▶ _Problem_:
Format the lines below as a Markdown table with two columns, Number and Line, giving each line its count and its text and leaving out blank lines. Begin at the line that contains "Q: Pinpoint the yellow" and stop after the line that contains "21, 151, 129]]".

▶ _Records provided_:
>> Begin

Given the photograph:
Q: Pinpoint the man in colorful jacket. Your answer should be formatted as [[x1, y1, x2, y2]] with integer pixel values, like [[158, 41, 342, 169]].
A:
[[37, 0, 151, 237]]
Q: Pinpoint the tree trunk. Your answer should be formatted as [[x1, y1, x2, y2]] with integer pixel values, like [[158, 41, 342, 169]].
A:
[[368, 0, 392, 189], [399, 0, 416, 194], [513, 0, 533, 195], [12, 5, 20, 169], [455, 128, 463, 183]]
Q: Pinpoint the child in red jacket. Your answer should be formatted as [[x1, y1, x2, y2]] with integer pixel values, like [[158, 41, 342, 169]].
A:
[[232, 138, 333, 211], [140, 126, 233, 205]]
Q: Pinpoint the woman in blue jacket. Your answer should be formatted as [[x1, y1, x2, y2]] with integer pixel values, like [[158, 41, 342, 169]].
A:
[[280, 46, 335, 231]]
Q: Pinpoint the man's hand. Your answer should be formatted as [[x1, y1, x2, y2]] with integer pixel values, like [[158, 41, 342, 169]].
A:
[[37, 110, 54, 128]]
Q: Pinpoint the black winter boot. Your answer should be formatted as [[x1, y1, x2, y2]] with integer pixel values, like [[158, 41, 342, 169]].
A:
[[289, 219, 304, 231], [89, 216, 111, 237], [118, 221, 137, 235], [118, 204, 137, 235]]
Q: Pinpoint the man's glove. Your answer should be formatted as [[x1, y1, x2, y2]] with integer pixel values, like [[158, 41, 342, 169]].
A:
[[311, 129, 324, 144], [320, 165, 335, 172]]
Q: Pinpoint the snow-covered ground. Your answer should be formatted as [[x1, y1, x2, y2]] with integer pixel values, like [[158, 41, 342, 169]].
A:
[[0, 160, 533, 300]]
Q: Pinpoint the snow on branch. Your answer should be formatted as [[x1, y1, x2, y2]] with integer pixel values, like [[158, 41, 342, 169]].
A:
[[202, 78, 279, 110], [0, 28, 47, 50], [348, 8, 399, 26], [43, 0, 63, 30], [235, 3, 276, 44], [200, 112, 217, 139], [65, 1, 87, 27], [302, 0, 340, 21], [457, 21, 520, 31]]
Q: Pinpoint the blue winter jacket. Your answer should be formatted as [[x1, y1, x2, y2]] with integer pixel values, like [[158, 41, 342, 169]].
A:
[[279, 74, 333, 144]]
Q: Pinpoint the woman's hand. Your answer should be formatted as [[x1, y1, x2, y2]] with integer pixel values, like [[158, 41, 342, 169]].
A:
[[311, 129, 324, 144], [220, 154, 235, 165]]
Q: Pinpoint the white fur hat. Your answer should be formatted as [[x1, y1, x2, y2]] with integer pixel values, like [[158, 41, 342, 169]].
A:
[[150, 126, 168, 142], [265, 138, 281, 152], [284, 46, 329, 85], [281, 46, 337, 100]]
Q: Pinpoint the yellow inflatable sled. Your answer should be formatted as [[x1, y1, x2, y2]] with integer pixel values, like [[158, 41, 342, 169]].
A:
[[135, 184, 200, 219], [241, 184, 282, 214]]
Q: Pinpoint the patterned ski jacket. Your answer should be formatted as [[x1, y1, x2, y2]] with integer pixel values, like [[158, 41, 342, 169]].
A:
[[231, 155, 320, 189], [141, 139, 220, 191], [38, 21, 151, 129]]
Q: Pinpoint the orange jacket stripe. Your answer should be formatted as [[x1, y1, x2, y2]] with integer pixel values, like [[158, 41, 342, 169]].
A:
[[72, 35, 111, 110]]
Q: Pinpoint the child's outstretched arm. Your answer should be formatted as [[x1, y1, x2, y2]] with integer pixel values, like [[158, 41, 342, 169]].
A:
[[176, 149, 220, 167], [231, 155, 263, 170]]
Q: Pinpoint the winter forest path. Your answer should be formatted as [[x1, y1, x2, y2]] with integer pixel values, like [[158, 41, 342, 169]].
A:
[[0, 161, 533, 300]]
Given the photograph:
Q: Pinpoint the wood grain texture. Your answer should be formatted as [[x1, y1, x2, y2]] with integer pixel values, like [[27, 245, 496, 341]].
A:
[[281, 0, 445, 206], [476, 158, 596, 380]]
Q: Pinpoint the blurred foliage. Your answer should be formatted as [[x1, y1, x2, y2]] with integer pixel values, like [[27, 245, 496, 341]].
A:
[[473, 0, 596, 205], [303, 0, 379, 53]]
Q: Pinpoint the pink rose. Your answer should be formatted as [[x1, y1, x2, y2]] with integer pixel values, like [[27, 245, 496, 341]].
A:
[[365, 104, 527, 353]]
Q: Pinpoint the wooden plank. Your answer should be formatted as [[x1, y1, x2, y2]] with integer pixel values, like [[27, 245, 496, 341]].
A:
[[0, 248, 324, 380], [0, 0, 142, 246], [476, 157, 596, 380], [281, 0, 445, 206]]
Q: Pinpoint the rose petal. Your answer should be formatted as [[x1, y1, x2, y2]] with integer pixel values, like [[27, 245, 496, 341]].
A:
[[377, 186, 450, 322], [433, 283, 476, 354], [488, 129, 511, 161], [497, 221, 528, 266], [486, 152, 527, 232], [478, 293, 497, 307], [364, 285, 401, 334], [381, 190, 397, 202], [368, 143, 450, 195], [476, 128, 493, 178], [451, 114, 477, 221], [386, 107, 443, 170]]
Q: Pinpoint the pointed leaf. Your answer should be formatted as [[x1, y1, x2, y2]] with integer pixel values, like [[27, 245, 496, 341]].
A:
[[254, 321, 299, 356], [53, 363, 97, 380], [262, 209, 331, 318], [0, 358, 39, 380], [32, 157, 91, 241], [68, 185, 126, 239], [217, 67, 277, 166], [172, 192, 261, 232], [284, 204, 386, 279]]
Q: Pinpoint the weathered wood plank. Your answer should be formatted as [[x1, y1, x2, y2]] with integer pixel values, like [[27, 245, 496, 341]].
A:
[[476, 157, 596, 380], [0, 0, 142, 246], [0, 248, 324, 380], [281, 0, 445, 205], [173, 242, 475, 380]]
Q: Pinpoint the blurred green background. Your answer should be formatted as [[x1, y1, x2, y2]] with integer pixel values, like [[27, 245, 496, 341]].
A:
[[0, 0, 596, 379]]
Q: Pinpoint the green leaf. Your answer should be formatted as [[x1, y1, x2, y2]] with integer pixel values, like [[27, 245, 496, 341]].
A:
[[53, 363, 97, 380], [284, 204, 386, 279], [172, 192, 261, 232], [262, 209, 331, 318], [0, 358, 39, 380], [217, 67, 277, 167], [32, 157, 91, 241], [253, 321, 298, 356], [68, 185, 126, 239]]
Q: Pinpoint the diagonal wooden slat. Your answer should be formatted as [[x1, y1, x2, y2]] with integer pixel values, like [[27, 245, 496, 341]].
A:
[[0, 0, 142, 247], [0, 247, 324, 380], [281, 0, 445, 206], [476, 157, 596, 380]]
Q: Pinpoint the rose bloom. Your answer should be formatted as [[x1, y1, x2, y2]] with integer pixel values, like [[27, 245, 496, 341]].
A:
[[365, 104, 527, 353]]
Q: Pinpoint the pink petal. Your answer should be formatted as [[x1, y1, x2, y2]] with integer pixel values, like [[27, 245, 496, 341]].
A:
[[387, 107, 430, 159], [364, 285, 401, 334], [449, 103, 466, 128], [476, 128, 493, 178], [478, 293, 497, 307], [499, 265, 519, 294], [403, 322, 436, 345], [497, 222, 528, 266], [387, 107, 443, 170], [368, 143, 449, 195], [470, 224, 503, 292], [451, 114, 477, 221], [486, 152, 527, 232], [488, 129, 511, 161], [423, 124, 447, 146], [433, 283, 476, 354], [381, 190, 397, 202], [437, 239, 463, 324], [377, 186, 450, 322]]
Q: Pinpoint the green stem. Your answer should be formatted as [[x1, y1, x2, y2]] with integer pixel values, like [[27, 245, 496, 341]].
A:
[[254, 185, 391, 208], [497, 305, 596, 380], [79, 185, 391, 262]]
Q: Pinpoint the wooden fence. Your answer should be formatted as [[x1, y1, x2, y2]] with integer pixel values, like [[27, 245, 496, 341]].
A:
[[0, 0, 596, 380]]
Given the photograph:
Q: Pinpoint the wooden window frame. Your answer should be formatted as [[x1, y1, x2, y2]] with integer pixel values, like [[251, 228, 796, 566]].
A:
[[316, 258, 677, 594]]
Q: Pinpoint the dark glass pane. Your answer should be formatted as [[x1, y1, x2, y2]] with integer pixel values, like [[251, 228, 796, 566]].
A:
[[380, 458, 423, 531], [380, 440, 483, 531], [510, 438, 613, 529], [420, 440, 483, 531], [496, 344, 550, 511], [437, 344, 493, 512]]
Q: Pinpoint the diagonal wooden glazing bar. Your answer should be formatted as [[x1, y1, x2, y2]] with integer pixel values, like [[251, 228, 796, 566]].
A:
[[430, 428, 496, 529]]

>> End

▶ _Solution to the problem_:
| Number | Line |
|---|---|
| 1 | Q: Pinpoint the yellow inflatable sled. Your answer should be formatted as [[x1, y1, x2, y2]] with integer pixel values, like [[158, 41, 342, 169]]. |
| 2 | A: |
| 3 | [[135, 184, 200, 219], [241, 184, 282, 214]] |
| 4 | Q: Pinpoint the patterned ski jacket. Your answer should be formatted as [[x1, y1, x2, y2]] with integer pixel values, like [[158, 41, 342, 169]]. |
| 5 | A: |
| 6 | [[231, 155, 320, 189], [141, 139, 220, 191], [38, 21, 151, 129]] |